(Dataset records on object locations)
* Begin *
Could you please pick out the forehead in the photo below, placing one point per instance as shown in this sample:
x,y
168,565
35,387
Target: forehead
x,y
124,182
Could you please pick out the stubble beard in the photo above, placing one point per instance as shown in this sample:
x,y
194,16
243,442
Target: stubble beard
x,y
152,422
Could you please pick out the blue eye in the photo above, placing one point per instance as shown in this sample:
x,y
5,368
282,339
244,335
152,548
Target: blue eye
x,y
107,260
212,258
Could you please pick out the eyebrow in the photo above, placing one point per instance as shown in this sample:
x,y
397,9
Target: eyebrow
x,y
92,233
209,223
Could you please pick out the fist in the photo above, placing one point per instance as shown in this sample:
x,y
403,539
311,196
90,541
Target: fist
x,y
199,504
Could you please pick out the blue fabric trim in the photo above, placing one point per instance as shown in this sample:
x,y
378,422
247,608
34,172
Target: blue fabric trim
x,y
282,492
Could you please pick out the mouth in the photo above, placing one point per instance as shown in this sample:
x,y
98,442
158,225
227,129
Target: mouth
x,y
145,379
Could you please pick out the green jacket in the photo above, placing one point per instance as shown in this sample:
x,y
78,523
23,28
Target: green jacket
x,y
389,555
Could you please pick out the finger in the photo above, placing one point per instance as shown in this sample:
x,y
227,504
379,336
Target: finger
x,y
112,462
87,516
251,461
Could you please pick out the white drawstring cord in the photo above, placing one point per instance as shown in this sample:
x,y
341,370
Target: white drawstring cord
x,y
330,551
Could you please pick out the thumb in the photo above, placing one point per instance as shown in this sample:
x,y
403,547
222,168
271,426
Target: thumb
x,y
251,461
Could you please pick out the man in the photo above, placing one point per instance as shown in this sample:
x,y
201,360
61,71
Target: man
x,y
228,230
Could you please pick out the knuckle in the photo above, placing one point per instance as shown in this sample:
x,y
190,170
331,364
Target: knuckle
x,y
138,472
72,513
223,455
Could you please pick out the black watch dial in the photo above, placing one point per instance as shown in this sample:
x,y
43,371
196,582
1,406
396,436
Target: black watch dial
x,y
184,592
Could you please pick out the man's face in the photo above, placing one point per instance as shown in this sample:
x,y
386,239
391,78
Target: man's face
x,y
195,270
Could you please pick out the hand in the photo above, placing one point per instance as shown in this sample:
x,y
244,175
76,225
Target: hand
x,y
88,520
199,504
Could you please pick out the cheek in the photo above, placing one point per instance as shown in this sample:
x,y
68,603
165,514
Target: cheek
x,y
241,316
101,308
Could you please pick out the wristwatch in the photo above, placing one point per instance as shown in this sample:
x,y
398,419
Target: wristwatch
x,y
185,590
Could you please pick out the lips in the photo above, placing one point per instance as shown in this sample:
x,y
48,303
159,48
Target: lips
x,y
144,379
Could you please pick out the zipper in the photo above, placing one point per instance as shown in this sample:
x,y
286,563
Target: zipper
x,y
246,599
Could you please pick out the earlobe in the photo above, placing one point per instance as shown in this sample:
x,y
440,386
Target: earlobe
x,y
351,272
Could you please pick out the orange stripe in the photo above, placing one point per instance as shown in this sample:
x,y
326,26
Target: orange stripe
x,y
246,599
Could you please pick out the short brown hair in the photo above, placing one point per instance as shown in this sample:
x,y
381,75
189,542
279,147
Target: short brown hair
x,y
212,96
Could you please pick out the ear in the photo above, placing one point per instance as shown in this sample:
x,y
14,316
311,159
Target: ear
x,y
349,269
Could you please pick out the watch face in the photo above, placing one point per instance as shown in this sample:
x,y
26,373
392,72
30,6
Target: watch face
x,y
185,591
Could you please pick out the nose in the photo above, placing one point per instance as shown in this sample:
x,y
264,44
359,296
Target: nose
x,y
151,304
* End *
* Begin *
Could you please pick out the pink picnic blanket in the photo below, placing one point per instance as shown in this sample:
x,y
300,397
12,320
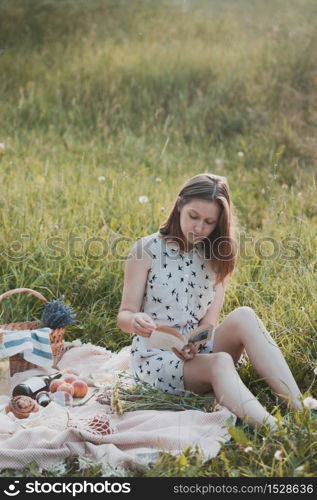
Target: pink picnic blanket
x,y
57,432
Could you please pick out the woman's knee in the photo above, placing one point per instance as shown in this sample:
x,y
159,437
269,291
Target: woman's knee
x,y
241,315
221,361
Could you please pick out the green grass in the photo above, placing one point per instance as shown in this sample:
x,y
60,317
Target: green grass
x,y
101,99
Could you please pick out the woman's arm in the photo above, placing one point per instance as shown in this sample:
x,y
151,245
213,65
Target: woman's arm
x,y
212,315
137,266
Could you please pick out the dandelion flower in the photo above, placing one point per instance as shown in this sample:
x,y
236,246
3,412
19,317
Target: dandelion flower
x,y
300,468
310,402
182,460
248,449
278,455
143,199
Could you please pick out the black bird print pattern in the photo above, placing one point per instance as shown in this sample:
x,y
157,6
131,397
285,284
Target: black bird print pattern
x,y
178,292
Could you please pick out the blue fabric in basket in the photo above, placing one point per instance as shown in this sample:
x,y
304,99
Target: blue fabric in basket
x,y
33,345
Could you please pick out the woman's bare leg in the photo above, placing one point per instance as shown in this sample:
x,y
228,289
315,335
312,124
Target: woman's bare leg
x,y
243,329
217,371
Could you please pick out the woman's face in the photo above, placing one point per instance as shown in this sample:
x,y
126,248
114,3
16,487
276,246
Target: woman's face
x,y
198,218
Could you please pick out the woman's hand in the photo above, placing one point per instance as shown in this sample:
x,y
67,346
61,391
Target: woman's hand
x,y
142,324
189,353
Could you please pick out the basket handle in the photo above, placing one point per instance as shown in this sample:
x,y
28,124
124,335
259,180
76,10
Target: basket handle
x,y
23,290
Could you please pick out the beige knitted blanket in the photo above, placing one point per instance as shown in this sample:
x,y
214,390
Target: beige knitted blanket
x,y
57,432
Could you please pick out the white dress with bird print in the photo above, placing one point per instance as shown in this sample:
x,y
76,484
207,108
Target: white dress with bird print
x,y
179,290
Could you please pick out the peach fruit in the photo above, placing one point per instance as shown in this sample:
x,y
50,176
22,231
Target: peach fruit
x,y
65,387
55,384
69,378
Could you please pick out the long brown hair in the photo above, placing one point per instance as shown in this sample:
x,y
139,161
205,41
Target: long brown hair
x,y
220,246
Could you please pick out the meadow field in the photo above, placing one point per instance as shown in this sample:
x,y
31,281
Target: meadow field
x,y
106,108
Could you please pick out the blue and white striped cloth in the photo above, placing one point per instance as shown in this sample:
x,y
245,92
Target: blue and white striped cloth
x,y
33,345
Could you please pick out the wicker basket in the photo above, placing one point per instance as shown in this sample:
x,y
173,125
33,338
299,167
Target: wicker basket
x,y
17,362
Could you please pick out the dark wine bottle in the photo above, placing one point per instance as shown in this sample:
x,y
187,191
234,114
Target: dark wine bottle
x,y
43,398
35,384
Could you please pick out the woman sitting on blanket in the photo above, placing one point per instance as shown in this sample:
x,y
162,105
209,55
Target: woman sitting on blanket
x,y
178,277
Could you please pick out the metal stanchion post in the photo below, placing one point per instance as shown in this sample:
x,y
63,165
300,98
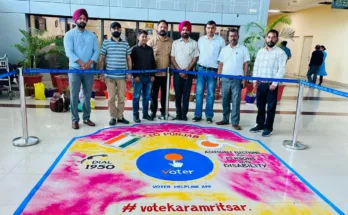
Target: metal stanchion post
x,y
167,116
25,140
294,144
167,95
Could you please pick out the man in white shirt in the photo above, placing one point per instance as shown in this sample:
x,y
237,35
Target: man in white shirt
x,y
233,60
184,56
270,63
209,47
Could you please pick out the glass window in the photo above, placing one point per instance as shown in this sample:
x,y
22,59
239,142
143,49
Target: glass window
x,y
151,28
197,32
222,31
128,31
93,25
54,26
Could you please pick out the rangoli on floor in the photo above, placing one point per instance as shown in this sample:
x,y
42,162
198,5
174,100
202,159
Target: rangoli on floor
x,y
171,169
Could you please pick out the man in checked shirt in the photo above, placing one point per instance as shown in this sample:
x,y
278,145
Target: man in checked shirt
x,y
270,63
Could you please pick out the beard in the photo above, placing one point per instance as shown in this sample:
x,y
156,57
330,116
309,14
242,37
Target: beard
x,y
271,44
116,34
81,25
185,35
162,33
* End *
▶ **Problem to work on**:
Report every line of the items that contains the string "thumb", counting case as significant.

▶ **Exercise output**:
Could you please pick out the thumb in the photo above, placing one point per instance as shown in this sample:
Target: thumb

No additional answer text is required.